Thursday, December 2, 2010

Thinking about anti-evolutionism

Responding to my essay on antievolutionism at CFSI, a reader wrote:
Although I think that you ... have a great point, I also believe that you may be missing a larger point. ... I believe that organizations like the Discovery Institute play a very valuable role. Although they may or may not contribute much scientifically to a better understanding of origins, they do provide great moral support to believers who feel overwhelmed by the secular scientific challenge to their faith. We are all part of the same body, after all (at least most of us are, lol). Perhaps each unique part of the body has its own unique role. Your thoughts?
I think you're absolutely correct about different goals and perspectives, and that's a perspective I think we all need to keep in mind when thinking about AIG's new Ark Encounter project. Some readers yesterday thought I was being too smug or judgmental in my comments about the Ark Encounter, but I want to assure you that I was entirely sincere when I said that the Ark Encounter and Creation Museum will inspire a new generation of creationists. In less than a month, it will be 2011, the fiftieth anniversary of the publication of Whitcomb and Morris's The Genesis Flood. Regardless of what I think of the content, that book inspired my generation to think beyond the evolutionary perspective and think more carefully about the importance of the doctrines of creation as revealed in Genesis. I firmly believe that the Creation Museum and the Ark Encounter will be The Genesis Flood of the next fifty years. For that, I am genuinely thankful and sincerely praying for these projects.
※
### TASK STATEMENT:
According to the post about anti-evolutionism, which book marks its fiftieth anniversary of publication in 2011? Draw only on the post about anti-evolutionism.
※
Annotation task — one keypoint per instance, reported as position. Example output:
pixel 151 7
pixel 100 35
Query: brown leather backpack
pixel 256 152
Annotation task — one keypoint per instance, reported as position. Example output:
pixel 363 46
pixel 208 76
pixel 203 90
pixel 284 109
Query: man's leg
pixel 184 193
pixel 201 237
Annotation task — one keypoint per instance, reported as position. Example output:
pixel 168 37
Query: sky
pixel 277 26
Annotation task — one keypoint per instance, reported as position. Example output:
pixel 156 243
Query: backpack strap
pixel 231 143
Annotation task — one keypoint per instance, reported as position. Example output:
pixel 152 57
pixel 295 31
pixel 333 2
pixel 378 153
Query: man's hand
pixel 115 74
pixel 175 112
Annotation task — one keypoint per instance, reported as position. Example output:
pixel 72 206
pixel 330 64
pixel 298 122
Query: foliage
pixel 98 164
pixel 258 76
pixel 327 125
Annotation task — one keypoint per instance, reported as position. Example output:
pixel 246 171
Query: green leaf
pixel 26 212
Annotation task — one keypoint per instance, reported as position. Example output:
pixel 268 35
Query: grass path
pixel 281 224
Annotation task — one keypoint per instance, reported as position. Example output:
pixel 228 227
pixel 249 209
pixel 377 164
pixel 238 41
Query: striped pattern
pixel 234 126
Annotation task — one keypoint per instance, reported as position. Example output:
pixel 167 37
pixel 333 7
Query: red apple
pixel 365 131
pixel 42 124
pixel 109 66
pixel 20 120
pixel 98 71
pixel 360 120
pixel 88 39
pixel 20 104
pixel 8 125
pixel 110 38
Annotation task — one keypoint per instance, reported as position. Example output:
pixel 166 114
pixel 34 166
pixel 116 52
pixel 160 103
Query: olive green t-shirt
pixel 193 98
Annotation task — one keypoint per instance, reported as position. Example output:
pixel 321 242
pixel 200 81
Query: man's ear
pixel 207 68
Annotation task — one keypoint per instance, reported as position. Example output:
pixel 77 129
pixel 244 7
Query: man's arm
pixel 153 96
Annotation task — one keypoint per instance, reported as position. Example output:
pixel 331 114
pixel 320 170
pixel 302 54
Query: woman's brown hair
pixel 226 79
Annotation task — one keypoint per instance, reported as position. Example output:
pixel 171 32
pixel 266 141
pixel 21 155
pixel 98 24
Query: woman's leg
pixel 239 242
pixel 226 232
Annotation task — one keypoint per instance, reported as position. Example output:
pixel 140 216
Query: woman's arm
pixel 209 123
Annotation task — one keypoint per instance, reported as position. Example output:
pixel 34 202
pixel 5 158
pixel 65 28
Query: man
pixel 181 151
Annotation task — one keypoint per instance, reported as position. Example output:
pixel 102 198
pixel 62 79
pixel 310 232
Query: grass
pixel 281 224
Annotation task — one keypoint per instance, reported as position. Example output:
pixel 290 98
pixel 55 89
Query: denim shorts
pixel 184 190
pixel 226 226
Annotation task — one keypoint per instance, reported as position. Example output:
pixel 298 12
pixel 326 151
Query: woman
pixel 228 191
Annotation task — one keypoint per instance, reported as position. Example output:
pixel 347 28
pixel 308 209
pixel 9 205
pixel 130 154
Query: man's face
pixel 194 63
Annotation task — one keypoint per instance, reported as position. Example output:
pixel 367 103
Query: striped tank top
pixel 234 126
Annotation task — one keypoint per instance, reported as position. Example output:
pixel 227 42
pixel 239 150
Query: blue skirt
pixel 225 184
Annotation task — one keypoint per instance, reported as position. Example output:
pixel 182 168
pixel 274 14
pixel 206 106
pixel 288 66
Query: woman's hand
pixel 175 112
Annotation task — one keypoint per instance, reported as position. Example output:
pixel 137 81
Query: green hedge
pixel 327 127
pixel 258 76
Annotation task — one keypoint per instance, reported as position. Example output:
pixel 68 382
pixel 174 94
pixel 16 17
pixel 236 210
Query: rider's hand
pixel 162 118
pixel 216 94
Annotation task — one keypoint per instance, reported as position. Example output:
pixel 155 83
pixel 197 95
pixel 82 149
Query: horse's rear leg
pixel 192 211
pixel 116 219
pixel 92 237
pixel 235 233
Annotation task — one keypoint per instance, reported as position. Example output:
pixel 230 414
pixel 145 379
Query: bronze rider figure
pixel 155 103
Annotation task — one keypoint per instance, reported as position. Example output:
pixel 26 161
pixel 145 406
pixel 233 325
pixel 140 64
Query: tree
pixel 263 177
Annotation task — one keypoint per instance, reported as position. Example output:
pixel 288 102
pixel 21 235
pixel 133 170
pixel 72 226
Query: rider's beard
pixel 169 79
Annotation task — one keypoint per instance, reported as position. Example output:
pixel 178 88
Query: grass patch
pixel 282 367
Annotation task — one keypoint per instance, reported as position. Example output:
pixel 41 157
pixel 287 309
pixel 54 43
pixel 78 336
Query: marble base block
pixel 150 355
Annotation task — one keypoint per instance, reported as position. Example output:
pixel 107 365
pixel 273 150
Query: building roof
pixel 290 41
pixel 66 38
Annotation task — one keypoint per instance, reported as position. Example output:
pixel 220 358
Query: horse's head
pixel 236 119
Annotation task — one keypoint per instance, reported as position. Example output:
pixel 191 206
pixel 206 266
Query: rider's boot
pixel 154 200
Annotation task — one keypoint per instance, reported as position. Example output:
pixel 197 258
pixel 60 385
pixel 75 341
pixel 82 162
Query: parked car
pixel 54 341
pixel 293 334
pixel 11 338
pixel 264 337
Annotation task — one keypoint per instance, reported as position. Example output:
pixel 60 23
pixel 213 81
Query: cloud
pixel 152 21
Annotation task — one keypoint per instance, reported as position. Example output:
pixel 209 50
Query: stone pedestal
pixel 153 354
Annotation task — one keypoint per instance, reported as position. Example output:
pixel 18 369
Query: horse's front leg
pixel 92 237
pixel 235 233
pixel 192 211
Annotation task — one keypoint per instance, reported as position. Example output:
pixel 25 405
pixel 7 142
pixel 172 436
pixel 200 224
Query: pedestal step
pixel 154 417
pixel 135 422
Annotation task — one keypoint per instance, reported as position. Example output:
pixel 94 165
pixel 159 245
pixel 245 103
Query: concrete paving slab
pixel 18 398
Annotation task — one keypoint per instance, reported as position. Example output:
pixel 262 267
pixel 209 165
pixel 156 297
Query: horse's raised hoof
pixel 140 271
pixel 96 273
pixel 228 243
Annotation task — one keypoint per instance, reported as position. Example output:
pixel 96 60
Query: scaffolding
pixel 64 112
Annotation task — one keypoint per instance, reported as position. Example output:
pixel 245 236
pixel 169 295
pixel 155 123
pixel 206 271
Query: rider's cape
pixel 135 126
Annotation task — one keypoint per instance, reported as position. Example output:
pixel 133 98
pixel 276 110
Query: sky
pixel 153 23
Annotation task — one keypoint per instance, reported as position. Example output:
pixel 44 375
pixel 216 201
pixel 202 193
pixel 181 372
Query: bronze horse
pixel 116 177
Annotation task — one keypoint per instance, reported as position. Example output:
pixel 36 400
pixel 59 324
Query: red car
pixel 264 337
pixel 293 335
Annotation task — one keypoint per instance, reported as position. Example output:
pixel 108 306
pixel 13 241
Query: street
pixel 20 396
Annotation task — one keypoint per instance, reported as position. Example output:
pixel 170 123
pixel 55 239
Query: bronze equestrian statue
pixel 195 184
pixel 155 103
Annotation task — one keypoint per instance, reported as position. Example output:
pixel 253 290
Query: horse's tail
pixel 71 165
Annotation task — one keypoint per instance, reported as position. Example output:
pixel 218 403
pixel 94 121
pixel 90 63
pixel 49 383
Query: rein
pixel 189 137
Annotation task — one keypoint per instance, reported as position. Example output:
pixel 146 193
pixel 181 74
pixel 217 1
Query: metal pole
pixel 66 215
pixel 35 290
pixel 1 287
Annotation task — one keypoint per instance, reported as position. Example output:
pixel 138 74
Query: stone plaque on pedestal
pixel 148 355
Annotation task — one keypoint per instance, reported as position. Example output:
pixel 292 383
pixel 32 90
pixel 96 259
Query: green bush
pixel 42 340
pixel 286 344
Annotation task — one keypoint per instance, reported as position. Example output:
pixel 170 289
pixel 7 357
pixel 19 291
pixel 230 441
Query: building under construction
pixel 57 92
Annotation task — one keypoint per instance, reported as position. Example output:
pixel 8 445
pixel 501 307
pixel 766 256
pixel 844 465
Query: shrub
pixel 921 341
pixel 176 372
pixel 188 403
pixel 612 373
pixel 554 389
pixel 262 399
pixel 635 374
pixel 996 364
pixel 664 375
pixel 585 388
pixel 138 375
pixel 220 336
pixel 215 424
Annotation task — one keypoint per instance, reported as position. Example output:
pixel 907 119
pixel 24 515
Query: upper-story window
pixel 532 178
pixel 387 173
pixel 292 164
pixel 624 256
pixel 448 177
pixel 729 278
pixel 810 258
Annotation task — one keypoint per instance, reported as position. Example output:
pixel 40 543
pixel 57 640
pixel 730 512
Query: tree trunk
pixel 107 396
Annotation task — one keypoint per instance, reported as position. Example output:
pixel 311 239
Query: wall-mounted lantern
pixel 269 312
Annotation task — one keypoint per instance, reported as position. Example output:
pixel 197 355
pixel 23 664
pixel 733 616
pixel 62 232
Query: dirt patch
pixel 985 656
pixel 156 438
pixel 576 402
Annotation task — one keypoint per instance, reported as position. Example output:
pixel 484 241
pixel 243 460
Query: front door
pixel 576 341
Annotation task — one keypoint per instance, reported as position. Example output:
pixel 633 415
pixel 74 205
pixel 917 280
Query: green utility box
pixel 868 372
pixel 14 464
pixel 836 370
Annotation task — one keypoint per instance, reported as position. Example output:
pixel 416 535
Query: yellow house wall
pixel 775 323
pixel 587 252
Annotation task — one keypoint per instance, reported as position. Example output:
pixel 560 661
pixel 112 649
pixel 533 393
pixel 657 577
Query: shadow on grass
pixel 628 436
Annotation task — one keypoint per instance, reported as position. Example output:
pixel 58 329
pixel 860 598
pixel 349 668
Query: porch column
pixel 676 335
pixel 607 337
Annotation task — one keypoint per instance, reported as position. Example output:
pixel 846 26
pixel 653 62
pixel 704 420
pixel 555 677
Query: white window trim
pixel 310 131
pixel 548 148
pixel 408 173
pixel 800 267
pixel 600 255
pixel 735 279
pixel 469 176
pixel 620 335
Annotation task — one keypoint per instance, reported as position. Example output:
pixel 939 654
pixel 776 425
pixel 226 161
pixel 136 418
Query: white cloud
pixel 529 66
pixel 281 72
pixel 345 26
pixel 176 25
※
### COMPLETED EXERCISE:
Whitcomb and Morris's The Genesis Flood.